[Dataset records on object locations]
[BEGIN]
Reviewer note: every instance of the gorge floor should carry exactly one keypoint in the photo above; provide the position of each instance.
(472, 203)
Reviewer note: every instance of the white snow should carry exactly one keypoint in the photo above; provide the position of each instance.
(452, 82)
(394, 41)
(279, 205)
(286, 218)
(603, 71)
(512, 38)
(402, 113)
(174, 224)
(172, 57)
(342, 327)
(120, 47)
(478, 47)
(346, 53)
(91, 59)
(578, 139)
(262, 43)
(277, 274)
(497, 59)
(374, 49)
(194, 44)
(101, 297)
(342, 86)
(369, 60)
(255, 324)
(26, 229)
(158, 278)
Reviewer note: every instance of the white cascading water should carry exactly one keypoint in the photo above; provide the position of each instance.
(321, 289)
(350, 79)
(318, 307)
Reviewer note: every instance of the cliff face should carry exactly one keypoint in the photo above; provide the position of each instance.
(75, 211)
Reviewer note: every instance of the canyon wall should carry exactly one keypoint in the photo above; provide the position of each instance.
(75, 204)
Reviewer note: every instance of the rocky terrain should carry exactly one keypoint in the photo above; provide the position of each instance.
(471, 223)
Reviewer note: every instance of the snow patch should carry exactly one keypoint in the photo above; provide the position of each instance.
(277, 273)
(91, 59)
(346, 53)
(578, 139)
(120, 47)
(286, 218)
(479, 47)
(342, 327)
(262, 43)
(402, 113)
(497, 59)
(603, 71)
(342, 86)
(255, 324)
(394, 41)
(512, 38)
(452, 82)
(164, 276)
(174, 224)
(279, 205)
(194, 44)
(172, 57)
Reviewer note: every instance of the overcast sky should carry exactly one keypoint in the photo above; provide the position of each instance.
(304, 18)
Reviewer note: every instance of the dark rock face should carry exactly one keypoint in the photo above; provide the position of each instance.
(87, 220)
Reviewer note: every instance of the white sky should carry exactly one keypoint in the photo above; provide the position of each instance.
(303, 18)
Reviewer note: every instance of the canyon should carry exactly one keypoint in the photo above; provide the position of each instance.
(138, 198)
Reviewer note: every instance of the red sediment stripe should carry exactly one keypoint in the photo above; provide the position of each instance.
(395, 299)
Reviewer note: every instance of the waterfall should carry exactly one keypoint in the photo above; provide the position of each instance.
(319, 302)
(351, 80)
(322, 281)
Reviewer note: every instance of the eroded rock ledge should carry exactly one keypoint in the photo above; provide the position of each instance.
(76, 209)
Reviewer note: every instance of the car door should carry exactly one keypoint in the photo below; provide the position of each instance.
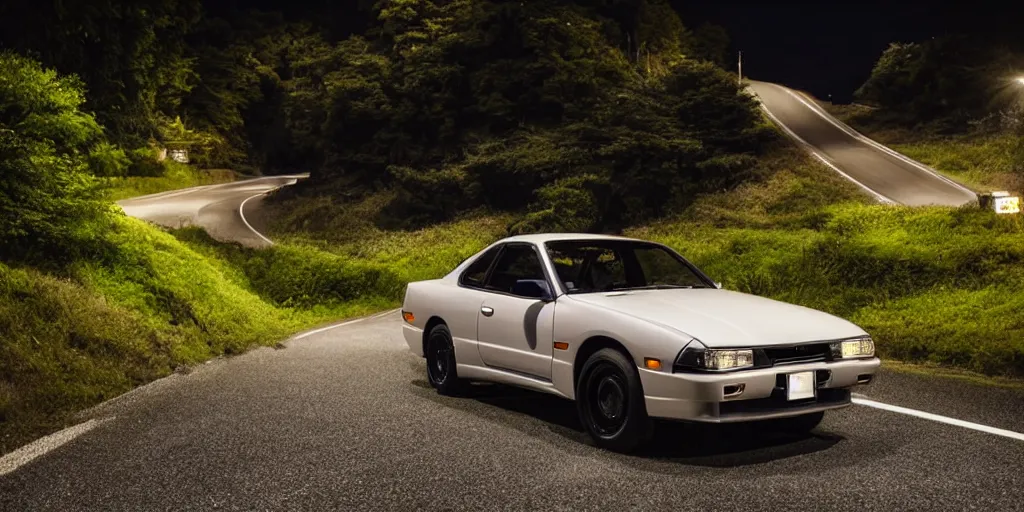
(462, 307)
(514, 329)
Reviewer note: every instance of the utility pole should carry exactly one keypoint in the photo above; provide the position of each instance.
(739, 68)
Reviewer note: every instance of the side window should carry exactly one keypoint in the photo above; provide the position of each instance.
(474, 274)
(518, 271)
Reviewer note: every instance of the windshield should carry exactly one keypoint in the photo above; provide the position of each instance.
(608, 265)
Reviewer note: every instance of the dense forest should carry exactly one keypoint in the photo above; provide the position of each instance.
(950, 83)
(580, 115)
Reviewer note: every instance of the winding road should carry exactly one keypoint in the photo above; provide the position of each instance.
(889, 176)
(226, 211)
(342, 418)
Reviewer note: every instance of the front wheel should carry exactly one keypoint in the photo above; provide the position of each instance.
(609, 398)
(441, 371)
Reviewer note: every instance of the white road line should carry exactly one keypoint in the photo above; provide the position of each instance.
(343, 324)
(242, 213)
(823, 160)
(940, 419)
(385, 313)
(859, 136)
(28, 453)
(321, 330)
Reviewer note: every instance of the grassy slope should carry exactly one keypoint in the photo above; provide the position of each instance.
(158, 302)
(982, 162)
(176, 176)
(933, 285)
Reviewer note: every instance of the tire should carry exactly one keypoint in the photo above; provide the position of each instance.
(610, 402)
(441, 371)
(798, 424)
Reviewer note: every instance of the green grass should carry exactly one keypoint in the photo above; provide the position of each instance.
(981, 161)
(153, 303)
(935, 286)
(348, 229)
(176, 176)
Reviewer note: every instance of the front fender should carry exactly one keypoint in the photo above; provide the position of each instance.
(578, 323)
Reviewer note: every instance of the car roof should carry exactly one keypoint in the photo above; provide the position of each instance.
(552, 237)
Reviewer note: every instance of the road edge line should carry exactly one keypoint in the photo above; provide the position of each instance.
(242, 213)
(810, 148)
(939, 418)
(864, 138)
(18, 458)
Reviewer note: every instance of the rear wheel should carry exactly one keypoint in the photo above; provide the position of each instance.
(609, 398)
(441, 371)
(798, 424)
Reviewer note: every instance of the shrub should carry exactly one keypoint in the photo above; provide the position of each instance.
(47, 194)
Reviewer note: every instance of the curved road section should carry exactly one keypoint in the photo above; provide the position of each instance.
(224, 210)
(889, 176)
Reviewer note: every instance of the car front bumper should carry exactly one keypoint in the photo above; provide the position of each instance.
(702, 396)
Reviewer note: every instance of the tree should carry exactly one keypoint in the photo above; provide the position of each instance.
(129, 53)
(711, 42)
(47, 148)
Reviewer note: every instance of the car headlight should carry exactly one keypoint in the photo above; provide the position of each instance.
(859, 347)
(697, 356)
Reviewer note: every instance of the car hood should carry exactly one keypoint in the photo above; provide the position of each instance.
(725, 318)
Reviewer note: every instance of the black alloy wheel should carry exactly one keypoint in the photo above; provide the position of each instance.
(441, 371)
(609, 398)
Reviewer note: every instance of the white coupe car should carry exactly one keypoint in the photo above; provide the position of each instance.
(631, 331)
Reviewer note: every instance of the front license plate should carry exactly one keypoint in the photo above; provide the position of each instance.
(800, 386)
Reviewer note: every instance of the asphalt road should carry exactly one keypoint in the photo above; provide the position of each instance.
(215, 208)
(344, 420)
(887, 174)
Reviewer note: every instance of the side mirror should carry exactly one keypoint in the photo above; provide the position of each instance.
(535, 289)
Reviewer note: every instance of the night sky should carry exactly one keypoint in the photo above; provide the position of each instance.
(824, 47)
(829, 48)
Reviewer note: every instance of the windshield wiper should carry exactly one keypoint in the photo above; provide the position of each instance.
(658, 287)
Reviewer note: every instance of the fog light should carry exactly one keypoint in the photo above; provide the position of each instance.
(863, 347)
(725, 359)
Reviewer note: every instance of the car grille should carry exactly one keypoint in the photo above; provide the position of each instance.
(777, 401)
(796, 354)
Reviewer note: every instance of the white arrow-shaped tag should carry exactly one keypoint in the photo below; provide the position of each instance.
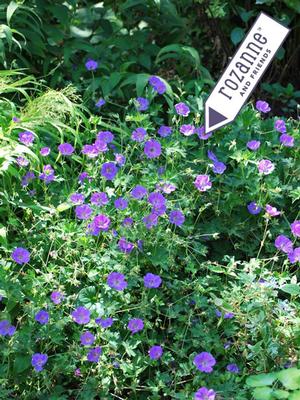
(244, 71)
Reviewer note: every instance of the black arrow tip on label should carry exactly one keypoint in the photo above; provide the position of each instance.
(214, 117)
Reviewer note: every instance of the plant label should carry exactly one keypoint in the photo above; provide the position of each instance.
(245, 70)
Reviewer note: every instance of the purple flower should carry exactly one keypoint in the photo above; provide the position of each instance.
(233, 368)
(265, 167)
(187, 130)
(159, 210)
(254, 208)
(48, 174)
(121, 203)
(262, 106)
(212, 156)
(104, 323)
(205, 394)
(20, 255)
(101, 222)
(56, 297)
(253, 145)
(272, 211)
(295, 228)
(91, 151)
(164, 131)
(81, 315)
(22, 162)
(120, 159)
(202, 183)
(66, 149)
(100, 103)
(38, 360)
(139, 135)
(26, 138)
(156, 199)
(45, 151)
(280, 126)
(77, 198)
(125, 246)
(99, 199)
(182, 109)
(84, 176)
(219, 167)
(161, 170)
(138, 192)
(27, 178)
(294, 256)
(83, 211)
(152, 281)
(168, 188)
(94, 354)
(135, 325)
(91, 65)
(116, 280)
(152, 148)
(176, 217)
(150, 220)
(105, 136)
(201, 133)
(109, 170)
(100, 145)
(42, 317)
(287, 140)
(204, 362)
(155, 352)
(143, 104)
(127, 222)
(87, 339)
(157, 84)
(284, 244)
(6, 328)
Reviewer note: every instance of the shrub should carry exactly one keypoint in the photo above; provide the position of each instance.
(220, 300)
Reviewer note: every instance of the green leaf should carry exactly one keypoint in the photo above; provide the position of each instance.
(291, 288)
(263, 393)
(295, 396)
(290, 378)
(280, 394)
(141, 82)
(178, 51)
(12, 7)
(82, 33)
(237, 35)
(22, 362)
(63, 207)
(261, 380)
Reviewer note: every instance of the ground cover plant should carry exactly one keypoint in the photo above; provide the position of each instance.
(142, 258)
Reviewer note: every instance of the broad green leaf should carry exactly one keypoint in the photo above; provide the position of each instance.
(261, 380)
(141, 82)
(63, 207)
(295, 395)
(82, 33)
(290, 378)
(281, 394)
(263, 393)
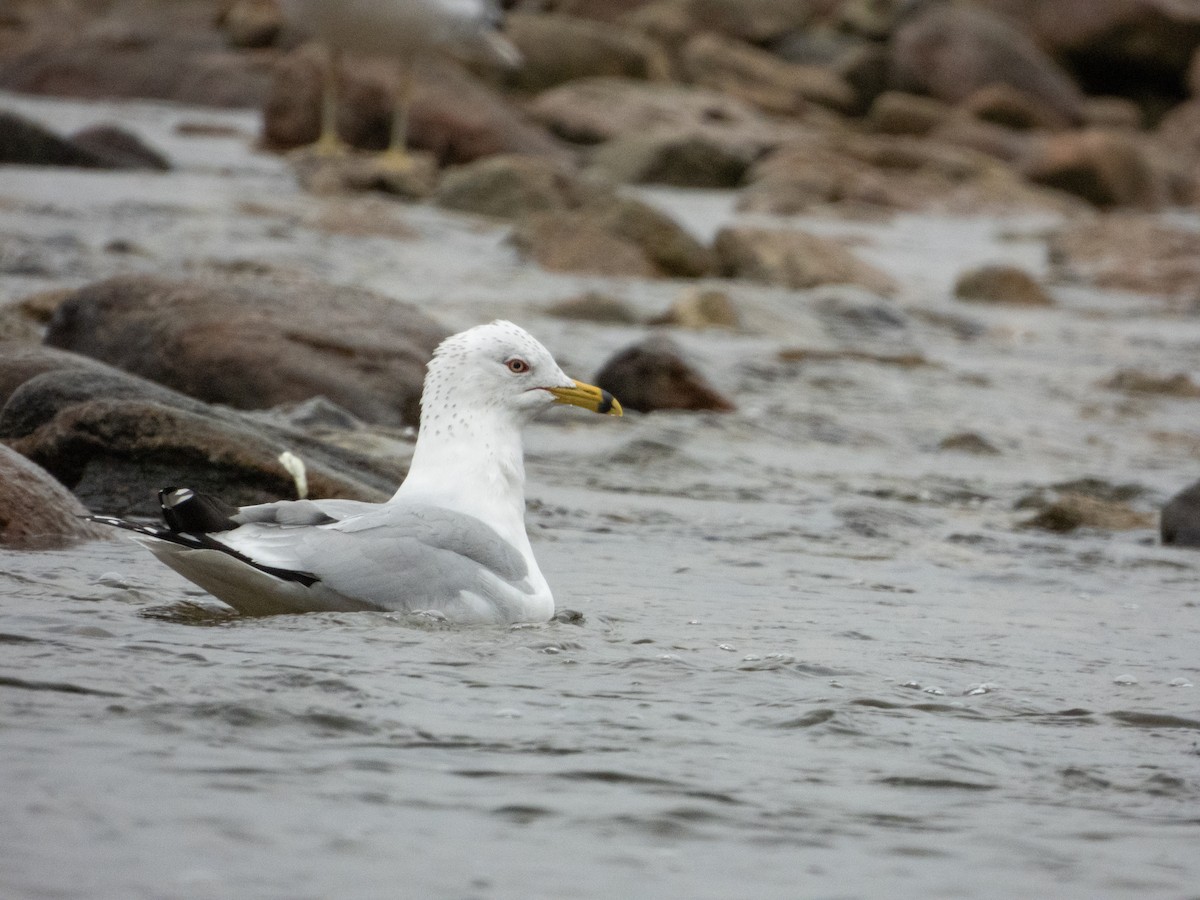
[END]
# Given instruction
Select every line of the data above that contains the word "face", matching case exactly, and copy each selected line in full.

# Reply
Reviewer note: every instance of the cliff face should carry exactly one keypoint in the photo above; provide the position of each instance.
Reviewer note: every instance of the dark rock face should carry exactly one keypoint in the photo above; provide the position of each instance.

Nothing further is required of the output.